> _Задание_: Сократите абзац изучаемого текста, который начинается словами «20 июля в Вудсток прибыл Бернет». Сохраните его основные факты.

20 июля в Вудсток прибыл Бернет. Он застал Рочестера в глубоком унынии; азарт покаяния уже прошел, хотя Рочестер и рассуждал по-прежнему о собственном «обращении» как о «данности, нарастая, достигнувшей уровня спокойной торжественности». Беспокоился поэт, пожалуй, лишь из-за того, в какой мере окажется эффективным столь запоздалое раскаяние, однако доктор Маршалл и епископ Оксфордский сумели убедить его в том, что волноваться на сей счет не надо. Что же касается прощания с миром, Рочестер и сам поспешил подвести итоги. «Он преодолел малейшую неприязнь, испытываемую прежде к земной жизни; он объявил, что ни на кого больше не держит зла». Несмотря на коварный пункт в завещании, передающий его матери разве что не безраздельную власть над вдовой, он попрощался с женою не как многогрешный муж, но, скорее, как сгорающий от страсти любовник. «Он выказал супруге такую любовь и такую нежность, что это с легкостью перечеркнуло все его былые прегрешения перед нею, так что и она сама пеклась о нем с трудно вообразимой горячностью и заботой». От детей своих Рочестер всегда был без ума. И сейчас он то и дело призывал их к себе. «Однажды, — писал Бернет, — он попросил меня и впоследствии приглядывать за ними, сказав при этом: "Подумайте только, как милостив был ко мне Господь, осыпав меня столь многими благословениями, а я вел себя по отношению к Нему как жалкий неблагодарный пес"». А однажды, в присутствии Парсонса, он сказал, что не хочет, чтобы его сын вырос умником и острословом.

> _Показанные записи_:
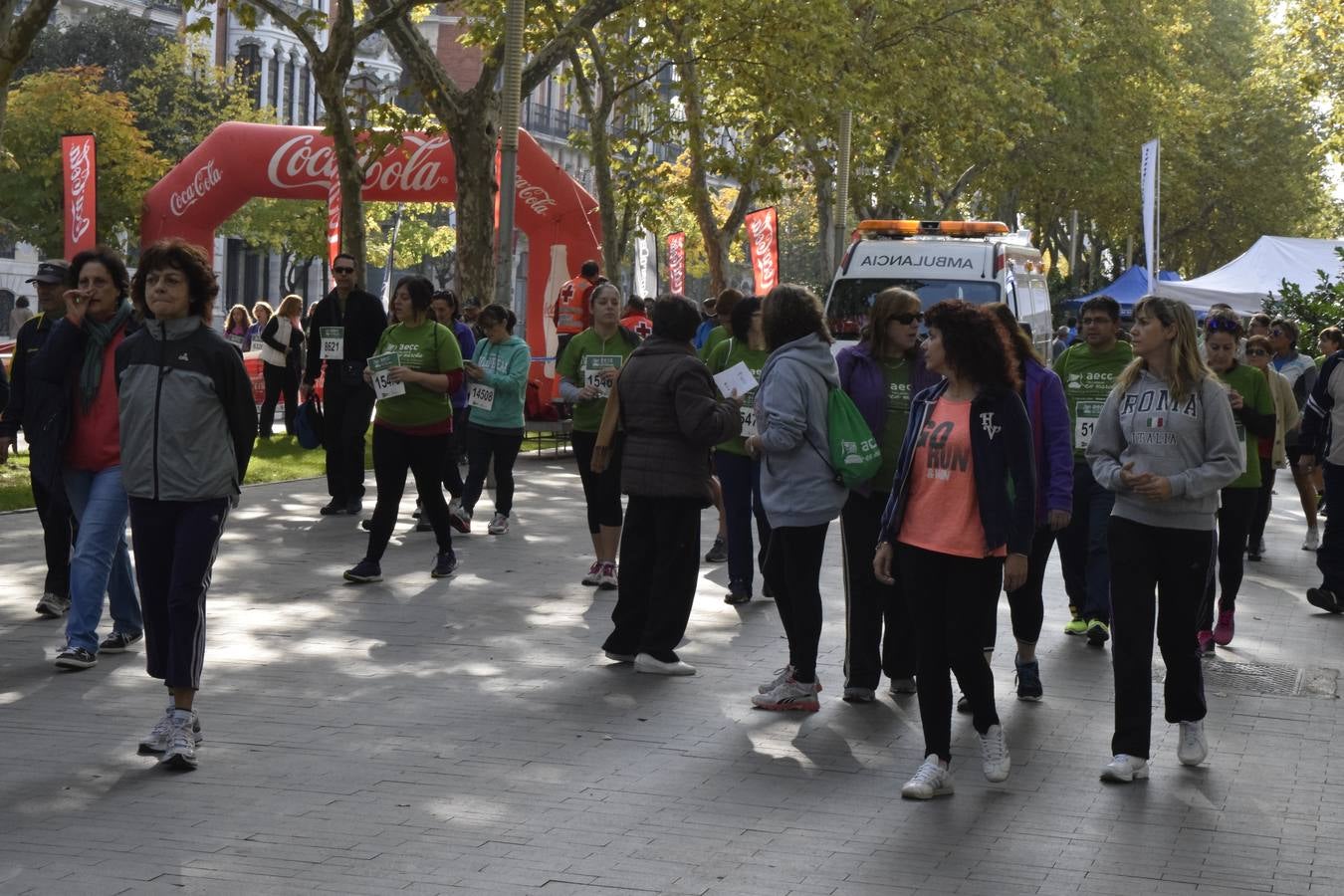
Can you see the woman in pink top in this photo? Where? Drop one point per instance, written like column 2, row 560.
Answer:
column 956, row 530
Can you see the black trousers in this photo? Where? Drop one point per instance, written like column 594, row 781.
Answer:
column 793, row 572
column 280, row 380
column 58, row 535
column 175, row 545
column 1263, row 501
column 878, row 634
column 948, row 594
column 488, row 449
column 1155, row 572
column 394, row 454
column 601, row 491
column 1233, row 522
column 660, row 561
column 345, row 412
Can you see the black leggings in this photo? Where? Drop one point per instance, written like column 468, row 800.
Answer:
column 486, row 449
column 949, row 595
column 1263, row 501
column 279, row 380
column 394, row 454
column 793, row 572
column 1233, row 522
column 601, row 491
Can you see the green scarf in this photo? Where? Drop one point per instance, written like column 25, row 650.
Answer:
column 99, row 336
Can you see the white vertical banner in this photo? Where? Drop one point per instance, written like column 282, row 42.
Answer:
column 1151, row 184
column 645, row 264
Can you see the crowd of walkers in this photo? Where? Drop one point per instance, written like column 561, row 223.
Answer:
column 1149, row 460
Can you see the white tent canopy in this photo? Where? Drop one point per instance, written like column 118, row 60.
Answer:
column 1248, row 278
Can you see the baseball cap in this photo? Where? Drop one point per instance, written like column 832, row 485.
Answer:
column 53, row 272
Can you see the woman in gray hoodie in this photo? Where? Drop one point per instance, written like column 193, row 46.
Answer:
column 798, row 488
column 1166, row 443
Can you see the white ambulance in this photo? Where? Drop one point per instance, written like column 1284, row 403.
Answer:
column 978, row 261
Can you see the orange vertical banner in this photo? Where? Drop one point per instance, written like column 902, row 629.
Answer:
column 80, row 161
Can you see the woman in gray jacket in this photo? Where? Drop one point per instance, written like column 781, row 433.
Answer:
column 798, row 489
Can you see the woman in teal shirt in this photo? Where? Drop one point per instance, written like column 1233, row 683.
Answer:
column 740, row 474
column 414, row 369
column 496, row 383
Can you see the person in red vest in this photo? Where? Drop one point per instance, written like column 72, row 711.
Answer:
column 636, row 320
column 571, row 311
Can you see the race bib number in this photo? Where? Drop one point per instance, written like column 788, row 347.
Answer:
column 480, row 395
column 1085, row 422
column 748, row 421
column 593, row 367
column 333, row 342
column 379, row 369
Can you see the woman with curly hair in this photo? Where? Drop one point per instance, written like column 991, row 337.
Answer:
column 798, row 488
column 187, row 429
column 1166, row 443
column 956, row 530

> _Ответ к заданию_: 20 июля Бернет приехал в Вудсток и застал Рочестера в унынии. Пыл покаяния прошел, хотя поэт по-прежнему говорил о своем «обращении». Его тревожило лишь, подействует ли столь позднее раскаяние, но доктор Маршалл и епископ Оксфордский убедили его не волноваться. Рочестер примирился с земной жизнью и объявил, что ни на кого не держит зла. Несмотря на пункт завещания, дававший его матери почти безраздельную власть над вдовой, с женой он простился с такой любовью и нежностью, что это перечеркнуло его прежние прегрешения перед ней. Она тоже заботилась о нем с большой горячностью. Детей он обожал и часто звал к себе. Бернета он попросил приглядывать за ними и впоследствии, сказав, что Господь осыпал его благословениями, а сам он вел себя перед Ним как неблагодарный пес. При Парсонсе он сказал, что не хочет, чтобы сын вырос умником и острословом.